ROHANIAWAN AGAR TURUT MENUNTUN RAKYAT INDONESIA MENGHAYATI PANCASILA
Para Uskup Merumuskan Pandangan Hubungan Gereja dan Negara
Presiden Soeharto rninta kepada para pemuka agama dan rohaniawan Katolik khususnya, agar turut serta menggerakkan umatnya untuk menyelesaikan cita-cita perjuangan bangsa.
Kepala Negara mengemukakan hal itu ketika menerima 34 orang uskup Katolik, termasuk Kardinal Justinus Darmojuwono di Istana Merdeka, Kamis kemarin.
Kunjungan kehormatan kepada Kepala Negara yang dipimpin oleh Ketua MAWI (Majelis Agung Wali gereja Indonesia) Mgr. F.X Hadisumarta O. Carm dilakukan sehubungan berakhirnya sidang tahunan MAWI.Sidang itu berlangsung di Jakarta dari tanggal 9 November hingga 19 November.
Dalam sidang itu para uskup menegaskan, Gereja Katolik sebagai pranata sosial mendukung semua upaya mempertahankan dan mengamalkan Pancasila dalam kehidupan bangsa. Para uskup menekankan hak partisipasi semua warga negara dalam menentukan hidup kenegaraan, serta usaha “merakyatkan” negara.
Peranan Rohaniawan
Berbicara tanpa teks, Presiden menekankan, sangat besar peranan rohaniawan dalam membentuk sikap mental masyarakat menuju persatuan dan melakukan pembangunan untuk mencapai masyarakat adil dan makmur berdasarkan Pancasila.

Baris dari dataset penunjukan:
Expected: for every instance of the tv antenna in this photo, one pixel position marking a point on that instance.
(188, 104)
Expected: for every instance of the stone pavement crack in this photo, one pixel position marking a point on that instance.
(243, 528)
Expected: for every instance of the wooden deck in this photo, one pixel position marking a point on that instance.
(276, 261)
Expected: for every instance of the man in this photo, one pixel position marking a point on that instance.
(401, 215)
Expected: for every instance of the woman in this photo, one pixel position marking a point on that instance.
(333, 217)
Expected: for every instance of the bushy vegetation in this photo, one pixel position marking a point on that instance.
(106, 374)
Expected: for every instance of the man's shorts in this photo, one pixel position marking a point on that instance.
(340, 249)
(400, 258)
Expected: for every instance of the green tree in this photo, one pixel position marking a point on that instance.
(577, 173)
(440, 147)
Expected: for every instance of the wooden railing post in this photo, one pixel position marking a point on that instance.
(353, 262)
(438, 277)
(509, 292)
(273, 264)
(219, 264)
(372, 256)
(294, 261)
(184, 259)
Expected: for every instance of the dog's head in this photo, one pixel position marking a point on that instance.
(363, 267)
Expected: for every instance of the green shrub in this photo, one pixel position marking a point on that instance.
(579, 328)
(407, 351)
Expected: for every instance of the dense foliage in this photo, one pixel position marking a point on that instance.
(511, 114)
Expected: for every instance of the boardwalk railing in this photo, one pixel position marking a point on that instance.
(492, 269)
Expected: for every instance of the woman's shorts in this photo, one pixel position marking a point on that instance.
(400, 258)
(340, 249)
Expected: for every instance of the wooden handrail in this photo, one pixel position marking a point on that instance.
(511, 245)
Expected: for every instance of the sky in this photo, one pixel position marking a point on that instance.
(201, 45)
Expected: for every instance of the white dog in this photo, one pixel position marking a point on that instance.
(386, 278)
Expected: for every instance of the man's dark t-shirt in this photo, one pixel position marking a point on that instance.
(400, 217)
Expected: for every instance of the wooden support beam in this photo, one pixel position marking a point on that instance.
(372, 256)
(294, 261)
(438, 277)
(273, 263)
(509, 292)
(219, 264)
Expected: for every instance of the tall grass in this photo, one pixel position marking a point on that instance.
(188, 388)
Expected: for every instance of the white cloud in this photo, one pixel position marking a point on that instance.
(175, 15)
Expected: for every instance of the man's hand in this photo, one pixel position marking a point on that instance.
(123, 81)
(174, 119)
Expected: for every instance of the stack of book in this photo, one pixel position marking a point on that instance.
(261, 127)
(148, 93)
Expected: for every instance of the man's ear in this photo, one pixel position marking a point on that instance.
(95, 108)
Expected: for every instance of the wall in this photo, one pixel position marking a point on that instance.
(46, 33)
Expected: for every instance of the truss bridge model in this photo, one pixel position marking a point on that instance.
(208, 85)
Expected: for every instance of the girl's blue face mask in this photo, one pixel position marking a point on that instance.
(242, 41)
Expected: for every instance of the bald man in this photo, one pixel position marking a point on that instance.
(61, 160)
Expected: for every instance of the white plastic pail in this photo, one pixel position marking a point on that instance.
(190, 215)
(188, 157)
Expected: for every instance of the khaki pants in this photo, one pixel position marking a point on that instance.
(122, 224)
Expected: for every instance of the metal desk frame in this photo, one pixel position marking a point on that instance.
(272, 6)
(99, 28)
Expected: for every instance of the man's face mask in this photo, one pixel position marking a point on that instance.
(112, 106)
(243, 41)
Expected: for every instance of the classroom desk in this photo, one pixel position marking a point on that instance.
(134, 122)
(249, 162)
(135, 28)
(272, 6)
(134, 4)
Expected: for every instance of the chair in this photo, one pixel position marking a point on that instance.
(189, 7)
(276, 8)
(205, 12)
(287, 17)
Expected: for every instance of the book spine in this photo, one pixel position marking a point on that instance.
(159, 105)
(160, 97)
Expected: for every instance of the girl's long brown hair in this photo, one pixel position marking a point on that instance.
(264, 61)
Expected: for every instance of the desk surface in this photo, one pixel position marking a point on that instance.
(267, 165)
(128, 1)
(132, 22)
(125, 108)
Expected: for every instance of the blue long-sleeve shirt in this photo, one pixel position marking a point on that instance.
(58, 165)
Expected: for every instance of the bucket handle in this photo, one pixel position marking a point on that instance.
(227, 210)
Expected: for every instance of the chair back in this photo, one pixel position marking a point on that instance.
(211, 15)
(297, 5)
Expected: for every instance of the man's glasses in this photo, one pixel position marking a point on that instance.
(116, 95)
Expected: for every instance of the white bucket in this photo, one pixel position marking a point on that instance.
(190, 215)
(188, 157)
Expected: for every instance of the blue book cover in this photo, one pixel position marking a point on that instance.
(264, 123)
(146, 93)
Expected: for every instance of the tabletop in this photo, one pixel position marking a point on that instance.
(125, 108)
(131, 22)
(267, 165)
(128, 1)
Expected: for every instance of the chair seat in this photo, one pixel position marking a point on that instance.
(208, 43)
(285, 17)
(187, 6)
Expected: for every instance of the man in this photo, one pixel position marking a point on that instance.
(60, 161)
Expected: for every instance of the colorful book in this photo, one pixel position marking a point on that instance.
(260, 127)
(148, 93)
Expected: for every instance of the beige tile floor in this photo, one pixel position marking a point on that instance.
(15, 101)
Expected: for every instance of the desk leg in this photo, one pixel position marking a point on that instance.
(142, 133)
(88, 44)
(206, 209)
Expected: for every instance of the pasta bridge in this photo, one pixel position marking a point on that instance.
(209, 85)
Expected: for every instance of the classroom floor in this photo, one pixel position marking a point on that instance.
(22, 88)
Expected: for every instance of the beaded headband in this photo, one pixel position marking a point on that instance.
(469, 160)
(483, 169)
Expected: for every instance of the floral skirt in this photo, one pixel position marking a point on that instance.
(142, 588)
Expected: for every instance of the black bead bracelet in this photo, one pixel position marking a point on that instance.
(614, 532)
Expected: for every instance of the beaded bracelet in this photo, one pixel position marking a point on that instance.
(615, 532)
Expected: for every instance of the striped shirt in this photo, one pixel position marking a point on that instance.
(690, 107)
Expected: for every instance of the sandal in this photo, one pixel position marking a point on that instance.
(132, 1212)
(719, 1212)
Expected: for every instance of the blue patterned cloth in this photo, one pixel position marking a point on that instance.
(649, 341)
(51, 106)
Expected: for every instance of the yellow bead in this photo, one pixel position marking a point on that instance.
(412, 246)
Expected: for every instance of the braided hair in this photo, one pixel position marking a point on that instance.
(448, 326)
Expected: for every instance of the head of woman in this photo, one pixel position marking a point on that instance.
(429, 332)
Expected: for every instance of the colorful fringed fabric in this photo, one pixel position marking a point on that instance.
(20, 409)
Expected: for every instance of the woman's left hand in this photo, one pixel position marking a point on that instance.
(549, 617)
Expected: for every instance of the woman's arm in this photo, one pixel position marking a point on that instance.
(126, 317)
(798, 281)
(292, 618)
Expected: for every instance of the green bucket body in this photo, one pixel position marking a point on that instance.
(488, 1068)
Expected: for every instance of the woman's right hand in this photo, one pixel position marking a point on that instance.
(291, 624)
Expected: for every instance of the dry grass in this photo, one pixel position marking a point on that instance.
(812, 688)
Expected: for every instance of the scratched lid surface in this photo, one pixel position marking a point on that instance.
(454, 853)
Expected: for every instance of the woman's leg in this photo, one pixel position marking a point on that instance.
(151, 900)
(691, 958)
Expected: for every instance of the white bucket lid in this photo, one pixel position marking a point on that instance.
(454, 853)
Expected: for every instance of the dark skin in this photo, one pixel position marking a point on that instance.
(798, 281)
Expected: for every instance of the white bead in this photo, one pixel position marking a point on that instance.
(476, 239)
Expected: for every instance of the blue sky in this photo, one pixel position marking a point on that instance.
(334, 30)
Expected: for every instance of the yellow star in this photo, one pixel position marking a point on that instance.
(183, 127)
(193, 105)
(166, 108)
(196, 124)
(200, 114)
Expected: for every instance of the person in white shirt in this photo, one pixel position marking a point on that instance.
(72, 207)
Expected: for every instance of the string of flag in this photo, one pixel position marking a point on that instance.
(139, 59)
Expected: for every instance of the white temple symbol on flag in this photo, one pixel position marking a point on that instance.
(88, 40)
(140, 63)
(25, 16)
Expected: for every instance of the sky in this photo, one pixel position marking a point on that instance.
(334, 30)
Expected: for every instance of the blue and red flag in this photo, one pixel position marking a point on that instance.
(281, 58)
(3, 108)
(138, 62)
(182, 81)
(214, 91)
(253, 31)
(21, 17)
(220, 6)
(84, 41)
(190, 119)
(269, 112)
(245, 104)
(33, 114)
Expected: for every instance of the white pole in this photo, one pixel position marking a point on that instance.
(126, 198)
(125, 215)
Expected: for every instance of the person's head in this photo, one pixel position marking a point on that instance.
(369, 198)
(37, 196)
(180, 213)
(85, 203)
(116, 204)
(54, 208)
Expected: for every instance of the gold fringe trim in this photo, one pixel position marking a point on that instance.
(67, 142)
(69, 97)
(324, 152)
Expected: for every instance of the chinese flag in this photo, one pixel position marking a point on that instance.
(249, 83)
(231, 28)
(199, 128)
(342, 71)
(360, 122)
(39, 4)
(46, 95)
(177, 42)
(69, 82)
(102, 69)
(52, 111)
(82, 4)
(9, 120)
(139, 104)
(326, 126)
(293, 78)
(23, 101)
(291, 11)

# PETUNJUK DAN KETENTUAN
Menurut berita tentang para uskup yang menghadap Presiden, pada tanggal berapa sidang tahunan MAWI di Jakarta berlangsung? Materi tersebut tidak berperan apa pun di sini.

# JAWABAN
Dari tanggal 9 November hingga 19 November.